*SHORT EXERCISE 1*. In the CRS-2 passage, what position does Kirk Shireman hold?
*SHORT EXERCISE 2*. Update the CRS-2 passage, starting with "At least five" and going on through "for cargo-only missions.", with "cargo-only" changed to "uncrewed".

Originally, NASA planned to award CRS-2 contracts (at least two, although the agency didn’t specify a number) in June. In April, though, NASA delayed the awards to September, saying it needed more time to review the proposals. In August, the agency delayed the awards again, to November. And on the day in November when the awards were to be made, NASA delayed them again, this time to no later than January 30 (oddly enough, a Saturday.)

So what took so long? “It was very complicated,” said Kirk Shireman, NASA ISS program manager, at a briefing last Thursday at the Johnson Space Center. The proposals, he said, featured multiple mission types that took NASA more time—much more time, apparently—to evaluate. “The result of us wanting to take the appropriate amount of time to look at all the details and make the right choice, for NASA and for the United States, caused us to delay.”

That delay, though, is finally over. NASA used that briefing to announce the winners of the CRS-2 contracts, choosing the companies that will transport cargo to and from the station starting in late 2019 and running through 2024.

At least five companies submitted CRS-2 proposals that NASA spent over a year evaluating. To no one’s surprise, Orbital and SpaceX offered to continue their cargo transportation services, using versions of their existing Cygnus and Dragon spacecraft. Boeing, which is developing the CST-100 Starliner vehicle for NASA’s commercial crew program, offered a version of that vehicle for cargo-only missions.

The two dark horses were Lockheed Martin and Sierra Nevada Corporation. Lockheed was pitching a system that features a reusable space tug called Jupiter that would move cargo modules dubbed Exoliners to and from the station. Sierra Nevada offered a version of its Dream Chaser lifting body vehicle, previously proposed for NASA commercial crew program only to lose out to Boeing and SpaceX, for cargo missions (see “For commercial cargo, ideas old and new”, The Space Review, March 23, 2015).

*EXTRACTED DATA*.

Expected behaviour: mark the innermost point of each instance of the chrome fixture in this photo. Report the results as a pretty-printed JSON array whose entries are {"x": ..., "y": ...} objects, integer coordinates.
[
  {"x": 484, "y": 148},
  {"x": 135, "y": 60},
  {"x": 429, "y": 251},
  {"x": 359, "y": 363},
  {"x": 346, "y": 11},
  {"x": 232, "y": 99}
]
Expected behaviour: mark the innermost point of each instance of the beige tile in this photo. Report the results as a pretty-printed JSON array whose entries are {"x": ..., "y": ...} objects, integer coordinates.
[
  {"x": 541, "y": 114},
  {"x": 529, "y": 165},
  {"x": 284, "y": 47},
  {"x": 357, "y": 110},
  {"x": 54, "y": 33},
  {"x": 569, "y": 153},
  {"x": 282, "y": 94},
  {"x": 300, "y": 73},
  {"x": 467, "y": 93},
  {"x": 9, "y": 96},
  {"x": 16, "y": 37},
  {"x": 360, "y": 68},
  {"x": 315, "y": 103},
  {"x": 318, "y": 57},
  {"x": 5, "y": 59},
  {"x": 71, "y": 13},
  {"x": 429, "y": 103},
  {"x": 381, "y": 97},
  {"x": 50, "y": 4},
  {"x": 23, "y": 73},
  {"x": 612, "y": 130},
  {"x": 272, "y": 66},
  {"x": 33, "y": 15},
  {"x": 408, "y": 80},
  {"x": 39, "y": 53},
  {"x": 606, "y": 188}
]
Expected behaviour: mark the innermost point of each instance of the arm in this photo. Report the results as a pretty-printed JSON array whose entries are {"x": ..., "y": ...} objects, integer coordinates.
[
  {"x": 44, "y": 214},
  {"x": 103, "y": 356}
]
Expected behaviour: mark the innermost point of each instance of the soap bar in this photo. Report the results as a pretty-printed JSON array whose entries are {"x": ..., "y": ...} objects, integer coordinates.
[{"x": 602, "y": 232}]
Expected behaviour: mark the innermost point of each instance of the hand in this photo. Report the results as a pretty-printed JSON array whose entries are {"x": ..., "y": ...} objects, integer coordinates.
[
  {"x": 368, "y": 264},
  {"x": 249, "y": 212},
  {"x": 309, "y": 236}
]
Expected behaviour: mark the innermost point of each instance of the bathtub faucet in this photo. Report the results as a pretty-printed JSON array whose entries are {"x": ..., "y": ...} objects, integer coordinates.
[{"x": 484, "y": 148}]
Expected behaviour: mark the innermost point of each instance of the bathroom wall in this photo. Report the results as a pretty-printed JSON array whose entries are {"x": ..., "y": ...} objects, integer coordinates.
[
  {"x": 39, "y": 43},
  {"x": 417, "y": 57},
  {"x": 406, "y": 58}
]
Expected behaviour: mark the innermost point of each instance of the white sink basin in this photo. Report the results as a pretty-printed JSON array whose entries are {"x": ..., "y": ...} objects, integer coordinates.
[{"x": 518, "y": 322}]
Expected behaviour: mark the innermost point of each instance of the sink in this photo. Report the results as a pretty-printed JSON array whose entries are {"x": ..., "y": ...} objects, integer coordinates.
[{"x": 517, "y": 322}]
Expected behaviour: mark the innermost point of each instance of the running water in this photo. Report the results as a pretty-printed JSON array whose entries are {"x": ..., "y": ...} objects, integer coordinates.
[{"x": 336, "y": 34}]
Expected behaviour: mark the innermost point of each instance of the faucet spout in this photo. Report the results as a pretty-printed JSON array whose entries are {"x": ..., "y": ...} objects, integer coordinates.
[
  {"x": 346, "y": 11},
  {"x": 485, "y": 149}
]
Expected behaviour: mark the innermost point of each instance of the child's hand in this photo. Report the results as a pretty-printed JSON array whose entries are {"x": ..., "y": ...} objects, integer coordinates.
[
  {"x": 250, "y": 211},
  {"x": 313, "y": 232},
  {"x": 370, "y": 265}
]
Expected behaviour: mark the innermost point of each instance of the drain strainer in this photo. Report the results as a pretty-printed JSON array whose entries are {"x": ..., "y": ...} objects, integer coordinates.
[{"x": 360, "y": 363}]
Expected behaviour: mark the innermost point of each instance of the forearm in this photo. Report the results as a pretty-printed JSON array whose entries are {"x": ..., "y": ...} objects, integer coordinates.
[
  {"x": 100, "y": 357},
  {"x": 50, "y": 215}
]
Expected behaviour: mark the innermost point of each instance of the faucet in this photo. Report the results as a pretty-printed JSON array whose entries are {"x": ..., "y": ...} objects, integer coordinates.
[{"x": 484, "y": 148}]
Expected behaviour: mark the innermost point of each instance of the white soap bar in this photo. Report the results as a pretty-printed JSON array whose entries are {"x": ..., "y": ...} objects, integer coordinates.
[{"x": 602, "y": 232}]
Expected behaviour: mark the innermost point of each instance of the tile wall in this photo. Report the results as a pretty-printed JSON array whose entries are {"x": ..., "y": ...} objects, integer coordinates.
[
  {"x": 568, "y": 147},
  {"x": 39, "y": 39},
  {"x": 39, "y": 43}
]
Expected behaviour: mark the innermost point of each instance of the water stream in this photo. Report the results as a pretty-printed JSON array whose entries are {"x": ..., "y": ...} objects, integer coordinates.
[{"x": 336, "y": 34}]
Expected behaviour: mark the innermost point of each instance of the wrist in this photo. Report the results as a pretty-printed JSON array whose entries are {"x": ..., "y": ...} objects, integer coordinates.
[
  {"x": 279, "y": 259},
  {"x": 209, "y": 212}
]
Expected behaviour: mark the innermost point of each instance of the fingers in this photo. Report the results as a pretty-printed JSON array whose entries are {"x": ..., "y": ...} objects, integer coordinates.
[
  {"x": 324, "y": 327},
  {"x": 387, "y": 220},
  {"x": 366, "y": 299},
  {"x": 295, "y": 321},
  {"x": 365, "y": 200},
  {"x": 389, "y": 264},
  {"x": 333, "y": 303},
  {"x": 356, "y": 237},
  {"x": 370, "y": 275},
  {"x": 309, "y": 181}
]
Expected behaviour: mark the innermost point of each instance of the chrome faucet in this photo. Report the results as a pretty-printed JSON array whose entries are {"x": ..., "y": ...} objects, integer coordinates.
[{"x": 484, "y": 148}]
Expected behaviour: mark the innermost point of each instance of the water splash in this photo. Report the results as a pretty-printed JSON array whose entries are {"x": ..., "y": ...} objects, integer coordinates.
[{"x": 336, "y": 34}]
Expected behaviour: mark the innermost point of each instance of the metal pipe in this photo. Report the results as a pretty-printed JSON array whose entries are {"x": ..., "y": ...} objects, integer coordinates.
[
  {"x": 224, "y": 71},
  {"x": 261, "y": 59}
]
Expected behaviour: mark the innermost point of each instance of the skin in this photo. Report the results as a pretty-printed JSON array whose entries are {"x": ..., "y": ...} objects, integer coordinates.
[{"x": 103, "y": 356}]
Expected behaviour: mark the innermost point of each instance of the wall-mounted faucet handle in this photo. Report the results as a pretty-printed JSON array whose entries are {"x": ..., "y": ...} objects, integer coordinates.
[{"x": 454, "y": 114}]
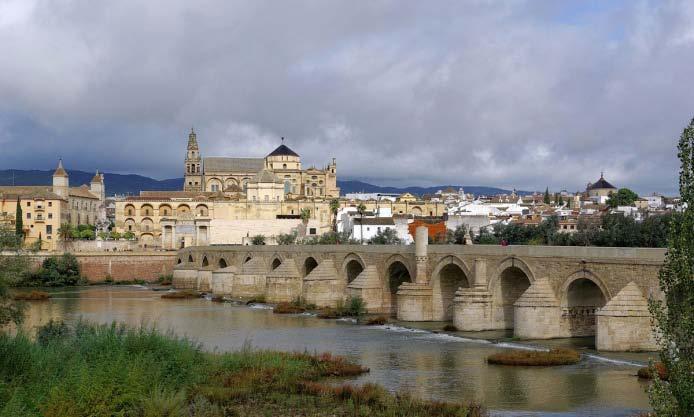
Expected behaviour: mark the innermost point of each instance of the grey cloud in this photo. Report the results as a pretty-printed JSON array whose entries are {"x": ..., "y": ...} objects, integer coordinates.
[{"x": 516, "y": 94}]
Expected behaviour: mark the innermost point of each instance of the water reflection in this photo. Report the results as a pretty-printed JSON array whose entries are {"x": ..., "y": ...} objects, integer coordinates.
[{"x": 425, "y": 364}]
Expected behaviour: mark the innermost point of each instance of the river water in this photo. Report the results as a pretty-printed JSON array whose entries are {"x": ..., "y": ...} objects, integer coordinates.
[{"x": 419, "y": 361}]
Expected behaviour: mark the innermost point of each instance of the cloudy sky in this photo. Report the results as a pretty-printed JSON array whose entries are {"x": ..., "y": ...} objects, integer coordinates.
[{"x": 522, "y": 94}]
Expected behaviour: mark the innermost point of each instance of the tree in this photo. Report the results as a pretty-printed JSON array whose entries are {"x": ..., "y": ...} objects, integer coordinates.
[
  {"x": 361, "y": 209},
  {"x": 387, "y": 236},
  {"x": 19, "y": 222},
  {"x": 13, "y": 267},
  {"x": 287, "y": 238},
  {"x": 334, "y": 207},
  {"x": 623, "y": 197},
  {"x": 675, "y": 317},
  {"x": 65, "y": 231}
]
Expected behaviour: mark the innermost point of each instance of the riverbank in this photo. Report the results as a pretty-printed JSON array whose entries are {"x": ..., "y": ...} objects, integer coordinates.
[{"x": 88, "y": 369}]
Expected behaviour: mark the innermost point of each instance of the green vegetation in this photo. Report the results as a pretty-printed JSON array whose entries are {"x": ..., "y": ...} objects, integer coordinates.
[
  {"x": 386, "y": 237},
  {"x": 675, "y": 316},
  {"x": 623, "y": 197},
  {"x": 89, "y": 370},
  {"x": 287, "y": 238},
  {"x": 13, "y": 269},
  {"x": 180, "y": 295},
  {"x": 31, "y": 296},
  {"x": 55, "y": 271},
  {"x": 614, "y": 230},
  {"x": 376, "y": 321},
  {"x": 554, "y": 357},
  {"x": 650, "y": 372},
  {"x": 19, "y": 222}
]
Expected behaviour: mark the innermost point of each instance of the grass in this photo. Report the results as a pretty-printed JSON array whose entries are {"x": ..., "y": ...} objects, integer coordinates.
[
  {"x": 31, "y": 296},
  {"x": 376, "y": 321},
  {"x": 113, "y": 370},
  {"x": 180, "y": 295},
  {"x": 554, "y": 357},
  {"x": 288, "y": 308},
  {"x": 660, "y": 370}
]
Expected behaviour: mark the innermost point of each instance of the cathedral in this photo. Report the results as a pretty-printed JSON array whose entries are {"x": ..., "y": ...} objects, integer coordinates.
[{"x": 281, "y": 168}]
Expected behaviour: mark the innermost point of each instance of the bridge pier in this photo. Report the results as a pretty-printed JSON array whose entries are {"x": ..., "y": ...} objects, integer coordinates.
[
  {"x": 283, "y": 285},
  {"x": 624, "y": 323},
  {"x": 414, "y": 299},
  {"x": 223, "y": 280},
  {"x": 537, "y": 312},
  {"x": 367, "y": 285},
  {"x": 185, "y": 276}
]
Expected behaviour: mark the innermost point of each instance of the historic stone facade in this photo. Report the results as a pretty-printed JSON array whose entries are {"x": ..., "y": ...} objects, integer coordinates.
[
  {"x": 221, "y": 174},
  {"x": 539, "y": 291}
]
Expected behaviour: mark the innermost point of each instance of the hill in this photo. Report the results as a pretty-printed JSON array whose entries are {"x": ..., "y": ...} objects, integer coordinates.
[
  {"x": 115, "y": 183},
  {"x": 130, "y": 184}
]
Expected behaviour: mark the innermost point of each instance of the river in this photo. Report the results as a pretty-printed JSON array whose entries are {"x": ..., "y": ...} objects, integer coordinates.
[{"x": 419, "y": 361}]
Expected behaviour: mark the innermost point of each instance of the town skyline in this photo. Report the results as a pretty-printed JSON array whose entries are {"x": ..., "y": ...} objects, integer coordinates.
[{"x": 407, "y": 95}]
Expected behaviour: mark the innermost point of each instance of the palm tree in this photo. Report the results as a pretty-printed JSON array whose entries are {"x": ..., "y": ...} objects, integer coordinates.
[
  {"x": 334, "y": 207},
  {"x": 361, "y": 209}
]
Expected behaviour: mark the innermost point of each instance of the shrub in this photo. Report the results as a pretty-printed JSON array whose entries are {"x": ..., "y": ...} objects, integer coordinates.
[
  {"x": 559, "y": 356},
  {"x": 659, "y": 369},
  {"x": 32, "y": 296},
  {"x": 377, "y": 321},
  {"x": 180, "y": 295},
  {"x": 288, "y": 308},
  {"x": 57, "y": 271}
]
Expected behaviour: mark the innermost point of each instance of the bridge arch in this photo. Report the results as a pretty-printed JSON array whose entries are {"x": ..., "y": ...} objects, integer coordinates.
[
  {"x": 276, "y": 262},
  {"x": 581, "y": 295},
  {"x": 510, "y": 280},
  {"x": 310, "y": 263},
  {"x": 449, "y": 274},
  {"x": 352, "y": 266},
  {"x": 397, "y": 271}
]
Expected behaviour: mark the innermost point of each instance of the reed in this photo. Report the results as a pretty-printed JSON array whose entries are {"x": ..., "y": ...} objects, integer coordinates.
[{"x": 554, "y": 357}]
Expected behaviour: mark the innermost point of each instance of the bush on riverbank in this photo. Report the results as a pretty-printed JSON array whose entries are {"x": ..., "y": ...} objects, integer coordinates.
[
  {"x": 56, "y": 271},
  {"x": 90, "y": 370},
  {"x": 554, "y": 357},
  {"x": 659, "y": 369},
  {"x": 288, "y": 308},
  {"x": 31, "y": 296},
  {"x": 180, "y": 295}
]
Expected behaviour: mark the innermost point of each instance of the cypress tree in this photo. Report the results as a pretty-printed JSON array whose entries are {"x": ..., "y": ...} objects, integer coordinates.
[
  {"x": 675, "y": 316},
  {"x": 19, "y": 222}
]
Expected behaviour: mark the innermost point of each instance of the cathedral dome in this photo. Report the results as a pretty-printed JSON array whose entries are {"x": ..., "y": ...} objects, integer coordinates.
[{"x": 283, "y": 150}]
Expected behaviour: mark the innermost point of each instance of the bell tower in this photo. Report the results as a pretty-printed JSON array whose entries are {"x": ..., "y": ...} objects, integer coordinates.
[{"x": 192, "y": 180}]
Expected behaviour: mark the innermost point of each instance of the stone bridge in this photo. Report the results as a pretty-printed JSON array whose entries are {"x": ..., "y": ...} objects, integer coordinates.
[{"x": 538, "y": 291}]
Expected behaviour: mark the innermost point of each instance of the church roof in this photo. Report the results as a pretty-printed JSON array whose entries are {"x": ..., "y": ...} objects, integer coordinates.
[
  {"x": 283, "y": 150},
  {"x": 60, "y": 171},
  {"x": 220, "y": 164},
  {"x": 601, "y": 184},
  {"x": 266, "y": 176}
]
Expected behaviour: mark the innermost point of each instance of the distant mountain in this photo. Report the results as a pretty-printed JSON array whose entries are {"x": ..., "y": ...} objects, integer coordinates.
[
  {"x": 132, "y": 184},
  {"x": 359, "y": 186},
  {"x": 115, "y": 183}
]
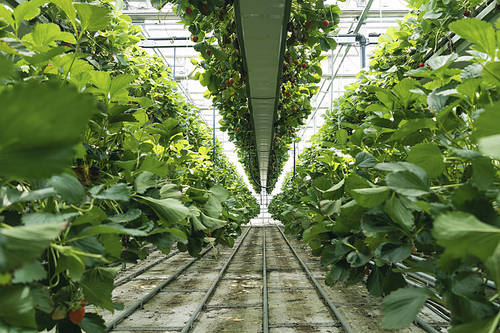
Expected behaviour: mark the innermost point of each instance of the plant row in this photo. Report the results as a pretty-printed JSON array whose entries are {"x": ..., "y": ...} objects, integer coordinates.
[
  {"x": 100, "y": 159},
  {"x": 213, "y": 28},
  {"x": 407, "y": 164}
]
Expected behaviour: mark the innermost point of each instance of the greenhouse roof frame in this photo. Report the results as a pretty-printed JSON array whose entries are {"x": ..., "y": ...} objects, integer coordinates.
[{"x": 261, "y": 26}]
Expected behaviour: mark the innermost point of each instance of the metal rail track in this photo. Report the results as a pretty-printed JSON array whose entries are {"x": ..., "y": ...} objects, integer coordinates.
[
  {"x": 140, "y": 303},
  {"x": 189, "y": 324},
  {"x": 135, "y": 274},
  {"x": 345, "y": 325}
]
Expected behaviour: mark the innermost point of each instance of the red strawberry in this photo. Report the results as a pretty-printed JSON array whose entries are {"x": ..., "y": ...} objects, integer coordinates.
[{"x": 76, "y": 316}]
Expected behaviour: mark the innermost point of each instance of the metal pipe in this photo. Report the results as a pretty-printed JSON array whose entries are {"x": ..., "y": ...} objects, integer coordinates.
[
  {"x": 129, "y": 277},
  {"x": 265, "y": 306},
  {"x": 318, "y": 287},
  {"x": 190, "y": 322},
  {"x": 151, "y": 294}
]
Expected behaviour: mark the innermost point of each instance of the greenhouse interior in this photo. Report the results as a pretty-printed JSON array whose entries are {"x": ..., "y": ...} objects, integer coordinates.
[{"x": 249, "y": 166}]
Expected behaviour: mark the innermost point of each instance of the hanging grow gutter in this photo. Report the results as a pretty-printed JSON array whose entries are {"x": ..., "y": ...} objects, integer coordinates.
[{"x": 261, "y": 27}]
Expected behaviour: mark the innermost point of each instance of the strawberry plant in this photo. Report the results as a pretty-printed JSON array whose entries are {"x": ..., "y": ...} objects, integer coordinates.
[
  {"x": 101, "y": 157},
  {"x": 223, "y": 75},
  {"x": 407, "y": 163}
]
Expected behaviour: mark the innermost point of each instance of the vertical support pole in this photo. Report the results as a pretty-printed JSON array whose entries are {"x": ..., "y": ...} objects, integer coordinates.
[
  {"x": 213, "y": 149},
  {"x": 175, "y": 59}
]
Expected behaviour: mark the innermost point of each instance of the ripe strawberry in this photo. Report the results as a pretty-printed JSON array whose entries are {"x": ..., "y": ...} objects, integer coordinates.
[{"x": 76, "y": 316}]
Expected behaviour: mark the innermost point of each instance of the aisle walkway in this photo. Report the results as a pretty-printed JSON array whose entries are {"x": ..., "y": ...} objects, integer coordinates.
[{"x": 226, "y": 291}]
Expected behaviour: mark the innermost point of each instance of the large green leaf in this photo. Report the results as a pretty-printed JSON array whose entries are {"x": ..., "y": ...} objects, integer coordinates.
[
  {"x": 16, "y": 306},
  {"x": 19, "y": 245},
  {"x": 402, "y": 306},
  {"x": 169, "y": 210},
  {"x": 371, "y": 197},
  {"x": 97, "y": 285},
  {"x": 460, "y": 234},
  {"x": 93, "y": 17},
  {"x": 38, "y": 131},
  {"x": 69, "y": 188},
  {"x": 428, "y": 157},
  {"x": 480, "y": 33},
  {"x": 408, "y": 183}
]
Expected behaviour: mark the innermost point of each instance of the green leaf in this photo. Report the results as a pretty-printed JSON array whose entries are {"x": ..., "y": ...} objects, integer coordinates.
[
  {"x": 169, "y": 210},
  {"x": 16, "y": 306},
  {"x": 370, "y": 197},
  {"x": 116, "y": 192},
  {"x": 483, "y": 173},
  {"x": 93, "y": 323},
  {"x": 144, "y": 181},
  {"x": 493, "y": 266},
  {"x": 30, "y": 272},
  {"x": 490, "y": 146},
  {"x": 97, "y": 285},
  {"x": 428, "y": 157},
  {"x": 408, "y": 183},
  {"x": 27, "y": 10},
  {"x": 67, "y": 7},
  {"x": 212, "y": 223},
  {"x": 130, "y": 215},
  {"x": 460, "y": 233},
  {"x": 69, "y": 188},
  {"x": 365, "y": 160},
  {"x": 44, "y": 218},
  {"x": 399, "y": 213},
  {"x": 20, "y": 245},
  {"x": 93, "y": 17},
  {"x": 40, "y": 142},
  {"x": 393, "y": 253},
  {"x": 480, "y": 33},
  {"x": 402, "y": 306}
]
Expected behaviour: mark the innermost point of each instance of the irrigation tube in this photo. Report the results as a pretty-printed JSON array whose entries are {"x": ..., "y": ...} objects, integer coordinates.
[
  {"x": 265, "y": 307},
  {"x": 190, "y": 322},
  {"x": 319, "y": 289},
  {"x": 129, "y": 277},
  {"x": 151, "y": 294}
]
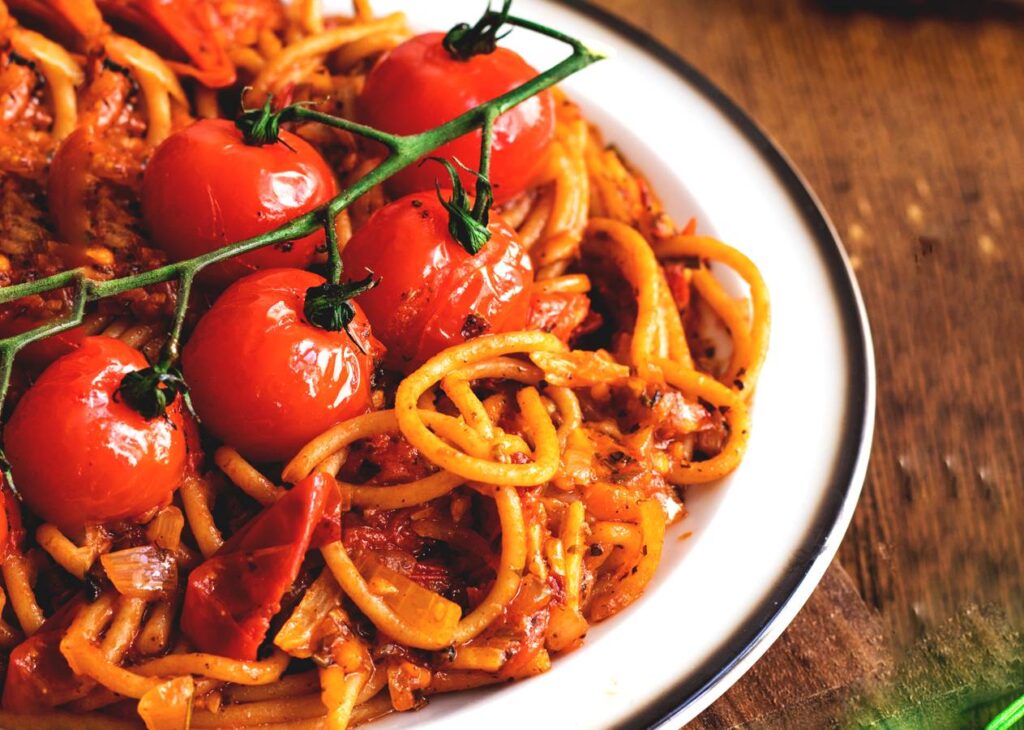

*SOLUTION 1*. NASA ISS program manager

*SOLUTION 2*.
At least five companies submitted CRS-2 proposals that NASA spent over a year evaluating. To no one’s surprise, Orbital and SpaceX offered to continue their cargo transportation services, using versions of their existing Cygnus and Dragon spacecraft. Boeing, which is developing the CST-100 Starliner vehicle for NASA’s commercial crew program, offered a version of that vehicle for uncrewed missions.